Massacre no México: fruto da política de “abraços, não balaços”
Três mulheres e seis crianças da religião mórmon fuziladas ou queimadas vivas são o retrato mais hediondo da “pacificação” prometida por presidente mexicano
Decretar o fim da guerra às drogas, como se a repressão fosse um mal em si mesmo, é a proposta de vários partidos e ONGs aliados com a esquerda em muitos países, especialmente na América Latina.
Foi isso que prometeu o presidente Andrés Manuel López Obrador.
Disse que ia pacificar o país, instaurou o fim da tática de confrontação e criou um slogan bonitinho, “abraços e não balaços”.
Parecia um sonho para os otimistas ou convertidos, que debitam os níveis alucinantes de crueldade dos traficantes mexicanos à pobreza, à injustiça social e às forças de segurança que combatem os bandidos na ponta das armas. Isso quando não se vendem aos diferentes cartéis.
O que parecia impossível ficar pior, piorou muito.
A matança dos inocentes numa região entre os estados de Chihuahua e Sonora foi o ápice de episódios cada vez mais alucinantes.
Todas as vítimas são do clã LeBarón (com acento, para destacar a pronúncia em espanhol e a dupla nacionalidade, mexicana e americana).
O grupo descende de mórmons americanos que fugiram dos Estados Unidos nos anos vinte do século passado.
A poligamia, um dos pilares de sua estranha religião, fundada por um visionário chamado Joseph Smith, tinha passado a ser reprimida, com penas de prisão para os mórmons com várias esposas.

# [Conjunto de linhas]
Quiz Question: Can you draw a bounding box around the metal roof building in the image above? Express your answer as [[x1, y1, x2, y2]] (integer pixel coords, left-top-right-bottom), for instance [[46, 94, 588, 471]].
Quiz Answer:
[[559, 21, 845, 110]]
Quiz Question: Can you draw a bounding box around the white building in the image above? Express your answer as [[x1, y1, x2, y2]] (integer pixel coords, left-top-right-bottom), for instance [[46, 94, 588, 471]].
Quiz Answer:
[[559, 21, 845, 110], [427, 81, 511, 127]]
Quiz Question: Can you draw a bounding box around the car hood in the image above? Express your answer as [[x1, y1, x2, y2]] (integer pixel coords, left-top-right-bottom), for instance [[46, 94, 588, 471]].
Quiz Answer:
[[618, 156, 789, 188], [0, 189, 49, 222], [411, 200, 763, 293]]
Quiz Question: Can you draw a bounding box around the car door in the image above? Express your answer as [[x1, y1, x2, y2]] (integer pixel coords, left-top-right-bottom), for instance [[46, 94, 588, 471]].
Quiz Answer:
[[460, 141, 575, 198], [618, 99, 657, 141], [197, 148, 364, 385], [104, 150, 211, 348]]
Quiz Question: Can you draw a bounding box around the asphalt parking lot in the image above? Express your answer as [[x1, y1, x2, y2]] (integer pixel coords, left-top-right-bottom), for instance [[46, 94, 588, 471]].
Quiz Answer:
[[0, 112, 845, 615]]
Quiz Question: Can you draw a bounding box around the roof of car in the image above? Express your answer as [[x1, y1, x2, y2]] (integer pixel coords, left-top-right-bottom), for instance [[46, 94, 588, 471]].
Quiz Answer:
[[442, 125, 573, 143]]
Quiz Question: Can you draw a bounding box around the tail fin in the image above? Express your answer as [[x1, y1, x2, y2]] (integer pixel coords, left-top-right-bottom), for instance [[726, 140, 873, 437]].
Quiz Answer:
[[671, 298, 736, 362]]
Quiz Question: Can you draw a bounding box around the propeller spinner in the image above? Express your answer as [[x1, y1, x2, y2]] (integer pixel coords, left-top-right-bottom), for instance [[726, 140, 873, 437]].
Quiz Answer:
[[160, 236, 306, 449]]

# [Tarefas do exercício]
1. Segundo o texto sobre o massacre no México, por que o nome do clã LeBarón é escrito com acento?
2. Escreva a continuação do texto sobre o massacre no México a partir da última frase.
As linhas são um material à parte, sem ligação com o texto.

# [Respostas]
1. O nome leva acento para destacar a pronúncia em espanhol e a dupla nacionalidade do clã, mexicana e americana.

2.
Os que aceitaram acabar com a prática, ficaram, principalmente no estado de Utah, sua grande base. Os que rejeitaram, fugiram.
O pai do senador Mitt Romney, que foi candidato republicano a presidente, derrotado por Barack Obama, veio desse ramo.
Os mórmons cresceram e frutificaram, guiados pelas práticas de trabalho duro, busca da prosperidade e vida comunitária.
As fazendas que têm em LaMora são um oásis de ordem, limpeza, flores e produtividade.
E uma fonte de encrencas. O sucesso não passou despercebido à grande variedade de criminosos que existe no México, similar à do Brasil, mas com maior poder de infiltração ainda nos órgãos de estado devido aos lucros fabulosos que o mercado americano das drogas gera.
Quando um jovem de 17 anos do clã foi sequestrado, os LeBarón se recusaram a pagar o resgate de um milhão de dólares, com base no raciocínio de que nunca mais a coisa ia parar.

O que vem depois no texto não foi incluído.